CAR WASH OU LA JAVELLISATION DE LA BLAXPLOITATION.

 


  Si la Blaxploitation a, selon la vœu de ses pionniers, voulu combattre et offrir une autre représentation du Noir à l'écran, certaines œuvres, affiliées à ce mouvement, allaient participer à précipiter la fin du genre. Compte tenu du succès commercial qu'elle rencontra, Hollywood décida de s’en emparer. Mais cette ''consécration'' aurait un coût et des effets. L’un d’eux consista à soumettre ce genre à une opération de javellisation comme le montre le film Car Wash.

    Réalisé en 1976 par Michael Schultz, le film raconte une journée ordinaire dans une station de lavage de voiture à Los Angeles. L’entreprise compte des ouvriers blancs, latinos et noirs. Se croisent ainsi, sous l’œil bienveillant d’un patron blanc, les espérances et les inquiétudes de chacun. D’une certaine manière, c’est la nation entière qui est représentée. La surreprésentation des noirs n’étant là que pour imprimer un sceau Blaxploitation au film.

  Le discours d’affirmation que portaient certains films n’a plus lieu d’être ici. Il laisse place au mythe d’une Amérique unie, et que symbolisent les relations fraternelles entre noirs et blancs qui ne semblent former qu’un seul corps. Bien d’autres signes sont ''maltraités'' en vue d’une édulcoration de la critique que le genre pouvait, ou prétendait, porter. Le dernier signe de la symbolique de la Blaxploitation pourrait être la dérisoire afro qu’arbore un personnage. Mais elle est dénuée de sens. Elle est moins le signe d’une revendication identitaire ou politique que le signe d’une mode disco qui s’annonce. Elle surmonte la tête d'un personnage qui porte autour du cou une cravate à l’effigie du drapeau américain. La révolution sera en quelque sorte cool et dansante et s’exprimera, suite à une semaine de travail, dans la fièvre du samedi soir.

     Toutefois, un personnage semble parasiter ce beau tableau. Il incarne tout à la fois le retournement du genre et le refus à tout intégration. C’est à travers lui que la Blaxploitation est en quelque sorte symboliquement mise à mort. Il s’agit d’Abdullah. C’est du moins par ce prénom qu’il souhaite être appelé et non pas par celui de Duane. Le personnage intrigue. Il se mêle peu aux autres, préférant moquer l’aliénation de ses frères noirs. Il est le seul qui ose affronter le patron de manière frontale, et ne souhaite en aucun cas sympathiser avec le fils de ce dernier qui multiplie pourtant les efforts pour se fondre dans la masse  des employés. Cette situation aurait pu faire d’Abdullah le personnage qui observe la mascarade. Mais il en va autrement. Son idéologie le conduit à se tenir à distance et à s’exclure. En outre, il est tourné en ridicule dans sa volonté d’affirmer sa fierté d'homme noir.

▸ EXTRAIT DES DONNÉES

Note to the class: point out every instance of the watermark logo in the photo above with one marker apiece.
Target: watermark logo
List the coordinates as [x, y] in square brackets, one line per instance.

▸ CONSIGNE
Indiquez, s'il vous plaît, si chacune des affirmations suivantes concorde avec le texte sur le film Car Wash, en répondant par oui ou par non et en citant les mots du texte qui tranchent. (a) Le film a été réalisé en 1976 par Michael Schultz. (b) La station de lavage se trouve à New York. (c) Abdullah souhaite sympathiser avec le fils du patron.

▸ SOLUTION
(a) Oui : « Réalisé en 1976 par Michael Schultz ».
(b) Non : « une station de lavage de voiture à Los Angeles ».
(c) Non : « ne souhaite en aucun cas sympathiser avec le fils de ce dernier ».